> Work required
Using the records below, give again exactly the lines from the line that contains "task | for every instance of the walking" through the line that contains "task | for every instance of the person's", both ends included, and only those.

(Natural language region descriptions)
::::

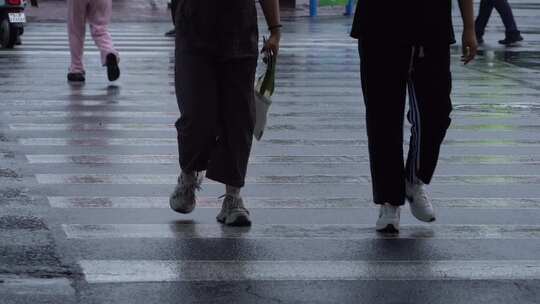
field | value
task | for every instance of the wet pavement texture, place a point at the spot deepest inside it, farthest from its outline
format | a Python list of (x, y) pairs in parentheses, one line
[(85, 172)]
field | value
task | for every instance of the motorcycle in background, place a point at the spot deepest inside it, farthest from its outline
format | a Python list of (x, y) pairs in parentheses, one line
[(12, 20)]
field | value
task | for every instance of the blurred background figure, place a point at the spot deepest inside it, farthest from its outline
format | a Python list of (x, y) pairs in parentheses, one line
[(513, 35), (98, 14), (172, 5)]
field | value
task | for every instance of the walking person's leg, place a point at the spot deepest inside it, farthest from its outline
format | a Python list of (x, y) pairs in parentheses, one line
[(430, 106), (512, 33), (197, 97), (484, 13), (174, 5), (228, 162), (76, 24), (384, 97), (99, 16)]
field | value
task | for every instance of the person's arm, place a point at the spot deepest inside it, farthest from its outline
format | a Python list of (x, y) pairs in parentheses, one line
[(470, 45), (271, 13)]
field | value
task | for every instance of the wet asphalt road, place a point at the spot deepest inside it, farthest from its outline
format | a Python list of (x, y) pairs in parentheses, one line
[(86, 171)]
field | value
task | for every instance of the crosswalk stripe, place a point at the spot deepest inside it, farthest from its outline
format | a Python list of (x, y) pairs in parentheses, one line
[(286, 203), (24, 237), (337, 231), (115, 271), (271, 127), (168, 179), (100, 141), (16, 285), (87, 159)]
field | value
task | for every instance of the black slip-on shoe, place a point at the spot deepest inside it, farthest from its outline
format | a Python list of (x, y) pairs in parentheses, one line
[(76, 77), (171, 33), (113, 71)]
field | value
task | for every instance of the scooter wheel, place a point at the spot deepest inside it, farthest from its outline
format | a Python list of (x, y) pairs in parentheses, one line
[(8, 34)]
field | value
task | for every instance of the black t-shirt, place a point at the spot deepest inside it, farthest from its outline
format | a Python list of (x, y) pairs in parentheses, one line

::::

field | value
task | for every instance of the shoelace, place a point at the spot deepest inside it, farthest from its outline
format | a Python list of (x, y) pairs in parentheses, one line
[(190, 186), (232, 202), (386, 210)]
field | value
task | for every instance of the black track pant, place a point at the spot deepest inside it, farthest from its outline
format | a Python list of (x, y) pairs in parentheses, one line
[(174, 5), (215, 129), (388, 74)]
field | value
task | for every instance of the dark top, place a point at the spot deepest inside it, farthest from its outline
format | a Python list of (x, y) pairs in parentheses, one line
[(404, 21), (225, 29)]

::::

> Solution
task | for every instance of the walking person's leg, place a point at the spot deepest inside it, farthest from its outline
format | a Python list of (x, y) pairs in parentheses, one line
[(430, 106), (512, 33), (197, 97), (484, 13), (174, 5), (228, 162), (76, 24), (384, 97), (99, 16)]
field | value
task | for every instance of the person's arm, place a point at the spot deepest inside it, farthest from its outline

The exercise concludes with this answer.